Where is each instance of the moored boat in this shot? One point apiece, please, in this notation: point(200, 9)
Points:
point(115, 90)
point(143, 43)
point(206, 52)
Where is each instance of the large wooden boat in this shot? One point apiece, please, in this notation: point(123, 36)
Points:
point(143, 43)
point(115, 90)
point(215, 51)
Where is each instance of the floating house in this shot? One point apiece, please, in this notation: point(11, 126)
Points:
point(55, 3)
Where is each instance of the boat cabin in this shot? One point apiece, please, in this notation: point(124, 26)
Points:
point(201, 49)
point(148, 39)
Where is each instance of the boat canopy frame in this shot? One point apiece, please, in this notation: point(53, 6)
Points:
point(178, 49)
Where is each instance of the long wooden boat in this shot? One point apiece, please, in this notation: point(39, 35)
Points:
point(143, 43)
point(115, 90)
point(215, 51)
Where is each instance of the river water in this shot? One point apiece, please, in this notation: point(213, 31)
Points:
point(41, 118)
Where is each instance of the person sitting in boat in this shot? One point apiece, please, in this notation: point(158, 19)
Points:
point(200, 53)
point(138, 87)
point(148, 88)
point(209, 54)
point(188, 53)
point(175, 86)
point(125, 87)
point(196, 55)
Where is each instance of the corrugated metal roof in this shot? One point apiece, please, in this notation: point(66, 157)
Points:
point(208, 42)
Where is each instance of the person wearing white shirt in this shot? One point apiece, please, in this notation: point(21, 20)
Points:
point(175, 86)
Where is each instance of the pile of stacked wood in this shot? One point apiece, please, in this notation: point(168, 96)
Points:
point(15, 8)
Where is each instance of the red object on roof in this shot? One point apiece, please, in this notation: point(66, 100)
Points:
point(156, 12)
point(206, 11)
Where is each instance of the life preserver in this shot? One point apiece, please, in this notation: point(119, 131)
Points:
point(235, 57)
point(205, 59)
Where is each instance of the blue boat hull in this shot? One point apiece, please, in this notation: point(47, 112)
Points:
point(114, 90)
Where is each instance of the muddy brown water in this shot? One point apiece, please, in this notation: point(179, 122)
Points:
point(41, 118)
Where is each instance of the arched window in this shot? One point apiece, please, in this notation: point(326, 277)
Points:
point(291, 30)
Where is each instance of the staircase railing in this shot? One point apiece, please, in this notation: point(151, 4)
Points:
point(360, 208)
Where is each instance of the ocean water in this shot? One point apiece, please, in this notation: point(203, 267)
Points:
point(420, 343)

|---|

--- What is needed ---
Rewrite the listing above in full, substituting "photo" for every occurrence of "shot" and leaving everything else unchanged.

--- Final answer ---
Where is each instance of the moored boat in this photo? One point apiece, please, in this notation: point(200, 9)
Points:
point(115, 90)
point(143, 43)
point(206, 52)
Where is each instance of the large wooden boat in this photo? One point apiece, please, in this notation: point(123, 36)
Points:
point(143, 43)
point(115, 90)
point(215, 51)
Where is each instance of the floating house in this photo? One point apiece, please, in this notation: point(11, 126)
Points:
point(55, 3)
Where is each instance of the boat cabin in this photo? One point apiece, please, in this notation: point(124, 26)
Points:
point(201, 49)
point(148, 39)
Where is each instance of the boat canopy frame in this photo? One point apiece, please, in this notation: point(53, 6)
Points:
point(178, 49)
Where is each instance of the long wooden boat in this photo? One point apiece, please, in this notation: point(39, 35)
Points:
point(143, 43)
point(115, 90)
point(215, 51)
Where is each instance of the river water in this photo? One point apiece, please, in this notation: point(213, 31)
Points:
point(41, 118)
Where is each instance of the person sitting in boat in this photo? One point apiece, please, in this notation: point(158, 19)
Points:
point(200, 53)
point(138, 87)
point(148, 88)
point(209, 54)
point(188, 53)
point(175, 86)
point(125, 87)
point(196, 55)
Where is each instance of the corrugated metal roof in this photo? One point apiece, please, in this notation: point(66, 157)
Points:
point(208, 42)
Where is each instance of the person wearing white shirt in this photo? One point apiece, please, in this notation: point(21, 20)
Points:
point(175, 86)
Where is each instance of the pile of stacked wood in this photo? One point apiece, please, in this notation: point(168, 96)
Points:
point(15, 8)
Where is each instance of the red object on roof in this photo? One point apiece, please, in this notation: point(66, 100)
Points:
point(156, 12)
point(206, 11)
Where is each instance of the life preserver in this photo? One point apiece, please, in this notation: point(119, 131)
Points:
point(235, 57)
point(205, 59)
Where is each instance of the blue boat hull in this photo? One point apiece, please, in this notation: point(47, 112)
Points:
point(114, 90)
Where is each instance of the muddy brown water in this photo? One point apiece, please, in this notation: point(179, 122)
Points:
point(41, 118)
Where is each instance of the arched window in this photo? One point apiece, please, in this notation: point(326, 277)
Points:
point(291, 30)
Where is each instance of the staircase railing in this photo? One point apiece, please, in this notation: point(151, 4)
Points:
point(360, 208)
Where is each instance of the ocean water in this photo? One point apiece, please, in this notation: point(203, 267)
Points:
point(420, 343)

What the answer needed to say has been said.